===== Document excerpt

4 Maryland Researchers Awarded American Lung Association Grants And Receive a Total Research Investment of $435,000 to Study Lung Diseases

The American Lung Association Research Institute announced it awarded $13.6 million in research grants to fund 129 innovative projects to advance today’s science to end lung disease tomorrow, including projects from Maryland.

University of Maryland College Park’s Katharina Maisel, PhD, Montgomery County resident, was awarded a $75,000 Innovation Award, which is renewable for an additional year for a total of $150,000. John Hopkins researchers Ian Saldanha, MBBS, MPH, Bloomberg School of Public Health and Baltimore resident, awarded a $47,500 Airways Clinical Research Centers (ACRC) Early Award (total of $95,000*); Bonnie Yeung-Luk, PhD, School of Public Health and Harford County resident, was awarded a $47,500 ACRC Pilot Award (total of $95,000); and Rachel Damico, MD, PhD, School of Medicine, Baltimore County resident, was awarded a $47,500 ACRC- Pilot Award (total of $95,000*). *Grants are renewable for an additional year, totaling $285,000 for John Hopkins researchers and $435,000 total funds awarded to Maryland-based researchers for this grant cycle.

==========

• **Action item**: In the Maryland lung research grants announcement, what award did Katharina Maisel receive, and for how much? The listing is separate material, unconnected to the Maryland lung research grants announcement.

===== Data segment

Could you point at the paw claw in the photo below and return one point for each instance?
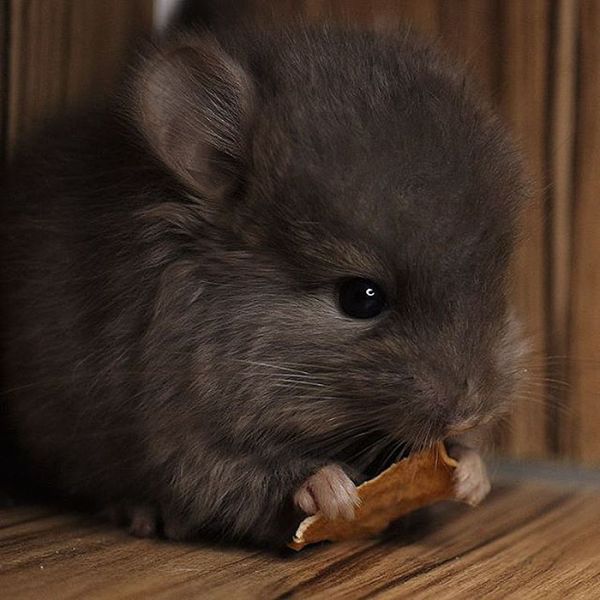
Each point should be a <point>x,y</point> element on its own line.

==========

• **Reply to the exercise**: A $75,000 Innovation Award, renewable for an additional year for a total of $150,000.